SHORT EXERCISE: Can you lay out every line of the records as a Markdown table with the columns "Row" and "Line", numbering each row and skipping blank lines? Leave the pictures out of the table.

[Stored data entries]
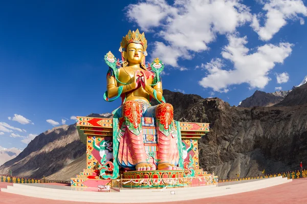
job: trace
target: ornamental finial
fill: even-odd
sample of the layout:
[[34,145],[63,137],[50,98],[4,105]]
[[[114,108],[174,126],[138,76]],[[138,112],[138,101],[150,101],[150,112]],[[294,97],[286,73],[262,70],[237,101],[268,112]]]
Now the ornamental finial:
[[137,29],[135,32],[131,32],[131,30],[129,30],[128,34],[125,37],[123,37],[123,39],[120,43],[119,51],[120,52],[125,51],[128,44],[131,42],[142,44],[143,46],[143,52],[146,53],[147,40],[145,38],[144,32],[140,34],[139,29]]

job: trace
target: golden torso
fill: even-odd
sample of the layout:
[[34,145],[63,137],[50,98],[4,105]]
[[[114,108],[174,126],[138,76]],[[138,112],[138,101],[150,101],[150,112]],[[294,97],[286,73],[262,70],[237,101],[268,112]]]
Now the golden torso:
[[[121,67],[119,70],[119,80],[123,83],[130,83],[132,82],[132,79],[134,74],[137,70],[144,71],[142,68],[134,68],[130,66],[125,67]],[[153,73],[150,71],[145,71],[148,74],[149,77],[146,77],[147,83],[152,84],[153,82]],[[119,83],[118,86],[124,85],[124,84]],[[143,88],[142,86],[139,87],[137,89],[131,91],[126,94],[126,101],[136,101],[137,100],[142,100],[148,103],[149,95]]]

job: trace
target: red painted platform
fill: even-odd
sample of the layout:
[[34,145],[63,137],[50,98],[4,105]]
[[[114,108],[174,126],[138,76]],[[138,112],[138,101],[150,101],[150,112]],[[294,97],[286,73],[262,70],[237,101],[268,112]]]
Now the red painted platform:
[[[11,183],[0,182],[0,188]],[[161,204],[297,204],[307,203],[307,178],[294,179],[292,182],[247,193],[183,201],[159,202]],[[85,204],[84,202],[72,202],[36,198],[0,192],[0,203],[12,204],[21,202],[24,204]],[[139,203],[138,203],[139,204]]]

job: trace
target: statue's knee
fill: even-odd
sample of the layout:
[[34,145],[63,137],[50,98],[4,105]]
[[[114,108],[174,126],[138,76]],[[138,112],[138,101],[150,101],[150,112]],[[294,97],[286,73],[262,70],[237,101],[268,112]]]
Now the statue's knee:
[[[136,116],[140,117],[142,111],[140,104],[137,101],[127,101],[123,104],[122,106],[123,116],[125,117],[131,116],[131,112],[136,112]],[[135,114],[134,115],[136,115]]]

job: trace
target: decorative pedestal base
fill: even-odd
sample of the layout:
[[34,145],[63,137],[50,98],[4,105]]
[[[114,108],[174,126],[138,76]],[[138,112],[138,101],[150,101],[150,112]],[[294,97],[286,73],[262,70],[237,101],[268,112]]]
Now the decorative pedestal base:
[[133,171],[124,172],[123,187],[148,188],[184,187],[184,170]]

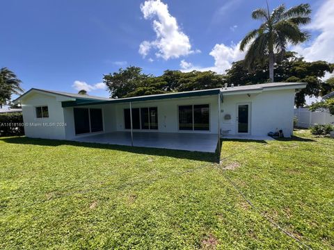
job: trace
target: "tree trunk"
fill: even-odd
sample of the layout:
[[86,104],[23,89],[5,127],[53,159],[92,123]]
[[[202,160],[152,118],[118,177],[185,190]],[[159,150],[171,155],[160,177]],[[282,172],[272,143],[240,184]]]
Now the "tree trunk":
[[269,52],[269,78],[273,83],[273,52]]

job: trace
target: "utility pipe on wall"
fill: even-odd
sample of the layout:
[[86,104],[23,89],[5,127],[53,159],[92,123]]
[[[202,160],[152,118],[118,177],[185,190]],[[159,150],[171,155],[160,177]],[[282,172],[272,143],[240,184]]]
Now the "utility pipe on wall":
[[134,134],[132,133],[132,107],[130,103],[130,124],[131,124],[131,146],[134,146]]
[[221,94],[218,94],[218,159],[221,161]]

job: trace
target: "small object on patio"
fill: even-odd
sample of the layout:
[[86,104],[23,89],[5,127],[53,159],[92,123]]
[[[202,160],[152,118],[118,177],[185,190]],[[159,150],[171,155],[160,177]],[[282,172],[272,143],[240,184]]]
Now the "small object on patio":
[[[282,133],[282,135],[283,135],[283,133]],[[280,137],[280,133],[278,131],[277,131],[275,133],[270,131],[269,133],[268,133],[268,136],[272,137],[273,138],[278,138]]]
[[273,137],[273,135],[274,135],[274,133],[273,132],[269,132],[268,133],[268,136],[270,136],[270,137]]
[[227,130],[227,131],[221,130],[221,134],[227,135],[227,134],[230,133],[230,131],[231,131],[230,129]]

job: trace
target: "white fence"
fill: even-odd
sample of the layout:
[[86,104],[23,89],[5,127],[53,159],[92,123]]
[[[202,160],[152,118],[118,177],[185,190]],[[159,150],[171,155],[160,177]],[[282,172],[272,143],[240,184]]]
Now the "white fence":
[[328,110],[310,111],[308,108],[294,109],[294,116],[297,117],[297,126],[310,128],[315,124],[334,124],[334,115]]

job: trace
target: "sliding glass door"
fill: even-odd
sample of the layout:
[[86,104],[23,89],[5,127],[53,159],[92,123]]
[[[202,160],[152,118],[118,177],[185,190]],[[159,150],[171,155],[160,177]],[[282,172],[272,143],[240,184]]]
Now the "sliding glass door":
[[75,134],[103,131],[102,110],[101,108],[73,109]]
[[[131,129],[130,109],[124,110],[125,129]],[[158,129],[158,108],[132,108],[133,129]]]
[[249,105],[248,104],[238,104],[237,105],[238,114],[238,133],[248,133],[248,115],[249,115]]
[[209,104],[179,106],[179,130],[209,129]]

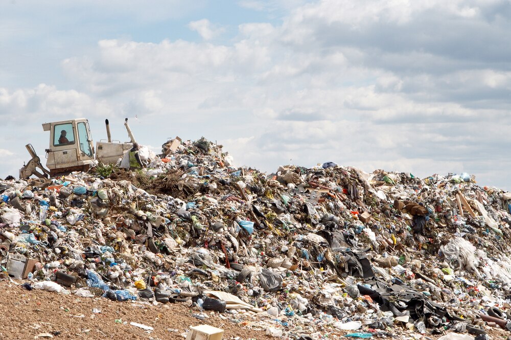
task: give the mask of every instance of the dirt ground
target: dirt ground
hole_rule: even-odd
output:
[[[180,339],[192,326],[206,324],[224,330],[225,340],[270,340],[258,323],[240,322],[236,314],[201,313],[182,304],[117,302],[104,298],[81,298],[34,289],[28,291],[13,283],[0,282],[0,340],[4,339]],[[206,315],[202,321],[193,314]],[[247,318],[244,318],[246,320]],[[145,331],[135,322],[154,328]],[[509,332],[485,328],[490,338],[506,339]],[[397,338],[411,338],[397,332]],[[45,336],[43,336],[44,334]],[[343,338],[330,334],[331,338]],[[400,336],[402,335],[402,336]],[[441,335],[426,336],[435,339]]]
[[[0,339],[180,339],[191,326],[207,324],[224,330],[223,339],[270,339],[251,323],[236,323],[236,315],[199,313],[180,304],[157,306],[117,302],[103,298],[80,298],[0,283]],[[101,312],[94,312],[97,308]],[[222,317],[223,319],[222,319]],[[233,319],[235,322],[230,321]],[[254,319],[254,320],[256,320]],[[130,325],[135,322],[154,328],[150,332]],[[35,337],[42,333],[47,336]]]

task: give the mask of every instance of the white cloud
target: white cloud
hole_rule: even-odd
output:
[[[40,84],[33,88],[10,91],[0,87],[0,117],[6,124],[25,125],[37,117],[69,119],[104,115],[109,104],[75,90],[58,90]]]
[[[221,27],[215,27],[207,19],[202,19],[195,21],[190,21],[188,27],[192,31],[195,31],[205,40],[210,40],[216,38],[225,31]]]
[[[0,149],[0,156],[12,156],[14,154],[13,152],[6,150],[5,149]]]
[[[101,40],[62,62],[76,90],[0,89],[0,115],[136,115],[142,143],[204,135],[268,171],[331,160],[468,171],[511,188],[492,177],[511,163],[504,0],[241,5],[293,9],[282,25],[242,24],[222,43],[213,18],[189,24],[200,42]]]

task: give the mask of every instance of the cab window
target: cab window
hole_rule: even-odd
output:
[[[55,125],[53,128],[53,146],[61,146],[75,144],[75,133],[71,123]]]
[[[80,143],[80,150],[89,157],[92,156],[92,150],[90,147],[90,141],[87,133],[87,126],[83,122],[77,125],[78,128],[78,141]]]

WRITTEN RESPONSE:
| Row | Line |
|---|---|
| 1 | job: trace |
| 2 | target: ornamental finial |
| 3 | fill: even-odd |
| 4 | sample of the layout: |
| 5 | [[34,145],[63,137],[50,98],[4,105]] |
| 6 | [[[114,108],[174,126],[138,76]],[[138,112],[138,101],[150,101],[150,112]],[[294,97],[286,73],[262,70],[237,101],[268,112]]] |
| 7 | Now the ornamental finial: |
| 8 | [[137,29],[135,32],[131,32],[131,30],[129,30],[128,34],[125,37],[123,37],[123,39],[120,43],[119,51],[120,52],[125,51],[128,44],[131,42],[142,44],[143,46],[143,52],[146,53],[147,40],[145,38],[144,32],[140,34],[139,29]] |
| 9 | job: trace |
| 10 | target: golden torso |
| 11 | fill: even-odd |
| 12 | sample of the layout: |
| 13 | [[34,145],[63,137],[50,98],[4,105]] |
| 14 | [[[114,108],[174,126],[138,76]],[[138,112],[138,101],[150,101],[150,112]],[[294,97],[286,73],[262,70],[237,101],[268,112]]] |
| 15 | Now the golden torso: |
| 16 | [[[121,67],[119,70],[119,80],[123,83],[130,83],[132,82],[132,79],[134,74],[137,70],[144,71],[142,68],[134,68],[130,66],[125,67]],[[153,73],[150,71],[145,71],[148,74],[149,77],[146,77],[147,83],[152,84],[153,82]],[[119,83],[118,86],[124,85],[124,84]],[[143,88],[142,86],[139,87],[137,89],[131,91],[126,94],[126,101],[136,101],[137,100],[142,100],[148,103],[149,95]]] |
| 17 | job: trace |
| 18 | target: red painted platform |
| 19 | fill: even-odd |
| 20 | sample of the layout: |
| 21 | [[34,145],[63,137],[50,98],[4,105]] |
| 22 | [[[114,108],[174,126],[138,76]],[[138,112],[138,101],[150,101],[150,112]],[[294,97],[286,73],[262,70],[237,101],[268,112]]] |
| 23 | Now the red painted platform: |
| 24 | [[[11,183],[0,182],[0,188]],[[161,204],[297,204],[307,203],[307,178],[294,179],[292,182],[247,193],[183,201],[159,202]],[[85,204],[84,202],[72,202],[36,198],[0,192],[0,203],[12,204],[21,202],[24,204]],[[139,203],[138,203],[139,204]]] |
| 25 | job: trace |
| 26 | target: statue's knee |
| 27 | fill: even-odd |
| 28 | sample of the layout: |
| 29 | [[34,145],[63,137],[50,98],[4,105]] |
| 30 | [[[114,108],[174,126],[138,76]],[[138,112],[138,101],[150,101],[150,112]],[[294,97],[286,73],[262,70],[237,101],[268,112]]] |
| 31 | Now the statue's knee: |
| 32 | [[[136,116],[140,117],[142,111],[140,104],[137,101],[127,101],[123,104],[122,106],[123,116],[125,117],[131,116],[131,112],[136,112]],[[135,114],[134,115],[136,115]]] |
| 33 | job: trace |
| 34 | target: decorative pedestal base |
| 35 | fill: even-odd |
| 36 | sample of the layout: |
| 37 | [[34,145],[63,137],[50,98],[4,105]] |
| 38 | [[[114,108],[174,126],[138,76]],[[138,112],[138,101],[150,101],[150,112]],[[294,97],[286,73],[262,70],[237,101],[268,112]]] |
| 39 | Now the decorative pedestal base: |
| 40 | [[133,171],[124,172],[123,187],[148,188],[184,187],[184,170]] |
| 41 | job: trace |
| 42 | target: "tree trunk" |
| 43 | fill: even-odd |
| 44 | sample of the layout: |
| 45 | [[86,104],[23,89],[5,127],[53,159],[92,123]] |
| 46 | [[[202,160],[152,118],[118,177],[185,190]],[[159,150],[171,155],[160,177]],[[282,172],[272,143],[240,184]]] |
| 47 | Now the "tree trunk": |
| 48 | [[269,52],[269,78],[273,83],[273,52]] |
| 49 | job: trace |
| 50 | target: "utility pipe on wall" |
| 51 | fill: even-odd |
| 52 | sample of the layout: |
| 53 | [[86,104],[23,89],[5,127],[53,159],[92,123]] |
| 54 | [[[202,160],[152,118],[118,177],[185,190]],[[159,150],[171,155],[160,177]],[[282,172],[272,143],[240,184]]] |
| 55 | Now the "utility pipe on wall": |
| 56 | [[134,134],[132,133],[132,107],[130,103],[130,124],[131,124],[131,146],[134,146]] |
| 57 | [[221,94],[218,94],[218,159],[221,161]] |
| 58 | job: trace |
| 59 | target: "small object on patio" |
| 60 | fill: even-odd |
| 61 | sample of the layout: |
| 62 | [[86,104],[23,89],[5,127],[53,159],[92,123]] |
| 63 | [[[202,160],[152,118],[118,177],[185,190]],[[159,150],[171,155],[160,177]],[[282,172],[272,143],[240,184]]] |
| 64 | Now the "small object on patio": |
| 65 | [[[282,133],[282,135],[283,135],[283,133]],[[280,137],[280,133],[278,131],[277,131],[275,133],[270,131],[269,133],[268,133],[268,136],[272,137],[273,138],[278,138]]] |
| 66 | [[273,137],[273,135],[274,135],[274,133],[273,132],[269,132],[268,133],[268,136],[270,136],[270,137]] |
| 67 | [[227,130],[227,131],[221,130],[221,134],[227,135],[227,134],[230,133],[230,131],[231,131],[230,129]] |
| 68 | job: trace |
| 69 | target: "white fence" |
| 70 | fill: even-odd |
| 71 | sample of the layout: |
| 72 | [[86,104],[23,89],[5,127],[53,159],[92,123]] |
| 73 | [[[202,160],[152,118],[118,177],[185,190]],[[159,150],[171,155],[160,177]],[[282,172],[272,143],[240,184]]] |
| 74 | Now the "white fence": |
| 75 | [[328,110],[310,111],[308,108],[294,109],[294,116],[297,117],[297,126],[310,128],[315,124],[334,124],[334,115]] |
| 76 | job: trace |
| 77 | target: "sliding glass door" |
| 78 | fill: even-odd |
| 79 | sample of the layout: |
| 80 | [[86,104],[23,89],[5,127],[53,159],[92,123]] |
| 81 | [[[202,160],[152,118],[118,177],[185,190]],[[159,150],[171,155],[160,177]],[[282,172],[272,143],[240,184]]] |
| 82 | Now the "sliding glass door": |
| 83 | [[75,134],[103,131],[102,110],[101,108],[73,109]] |
| 84 | [[[131,129],[130,109],[124,110],[125,129]],[[158,129],[158,108],[132,108],[133,129]]] |
| 85 | [[249,105],[248,104],[238,104],[237,105],[238,114],[238,133],[248,133],[248,115],[249,115]] |
| 86 | [[209,104],[179,106],[179,130],[209,129]] |
| 87 | task: give the mask of every instance of the dirt ground |
| 88 | target: dirt ground |
| 89 | hole_rule: even-odd |
| 90 | output: |
| 91 | [[[180,339],[192,326],[206,324],[224,330],[225,340],[270,340],[258,323],[240,322],[236,314],[201,313],[182,304],[117,302],[104,298],[81,298],[34,289],[28,291],[13,283],[0,282],[0,340],[4,339]],[[206,315],[202,321],[193,314]],[[247,318],[244,318],[246,320]],[[145,331],[135,322],[154,328]],[[509,332],[485,328],[490,338],[506,339]],[[397,338],[411,338],[397,332]],[[45,336],[43,336],[44,334]],[[343,338],[330,334],[331,338]],[[400,336],[402,335],[402,336]],[[441,335],[426,336],[435,339]]] |
| 92 | [[[0,339],[180,339],[191,326],[207,324],[224,330],[223,339],[270,339],[251,323],[236,323],[236,315],[199,313],[180,304],[157,306],[117,302],[103,298],[80,298],[0,283]],[[101,312],[94,312],[97,308]],[[222,317],[223,319],[222,319]],[[233,319],[235,322],[230,321]],[[254,319],[254,320],[256,320]],[[130,325],[135,322],[154,328],[150,332]],[[35,337],[42,333],[47,336]]] |
| 93 | task: give the mask of every instance of the white cloud |
| 94 | target: white cloud |
| 95 | hole_rule: even-odd |
| 96 | output: |
| 97 | [[[40,84],[33,88],[10,91],[0,87],[0,117],[6,124],[25,125],[37,117],[69,119],[104,115],[109,104],[75,90],[58,90]]] |
| 98 | [[[221,27],[215,27],[207,19],[202,19],[195,21],[190,21],[188,27],[192,31],[195,31],[205,40],[210,40],[216,38],[225,31]]] |
| 99 | [[[0,149],[0,156],[12,156],[14,154],[13,152],[6,150],[5,149]]] |
| 100 | [[[101,40],[62,62],[76,90],[0,89],[0,115],[136,115],[142,143],[204,135],[268,171],[331,160],[468,171],[511,188],[492,177],[511,163],[504,0],[241,5],[293,9],[282,25],[242,24],[222,43],[213,18],[189,24],[200,42]]] |
| 101 | task: give the mask of every instance of the cab window |
| 102 | target: cab window |
| 103 | hole_rule: even-odd |
| 104 | output: |
| 105 | [[[55,125],[53,128],[53,146],[61,146],[75,144],[75,133],[71,123]]] |
| 106 | [[[80,143],[80,150],[89,157],[92,156],[92,150],[90,147],[90,141],[87,133],[87,126],[83,122],[77,125],[78,128],[78,141]]] |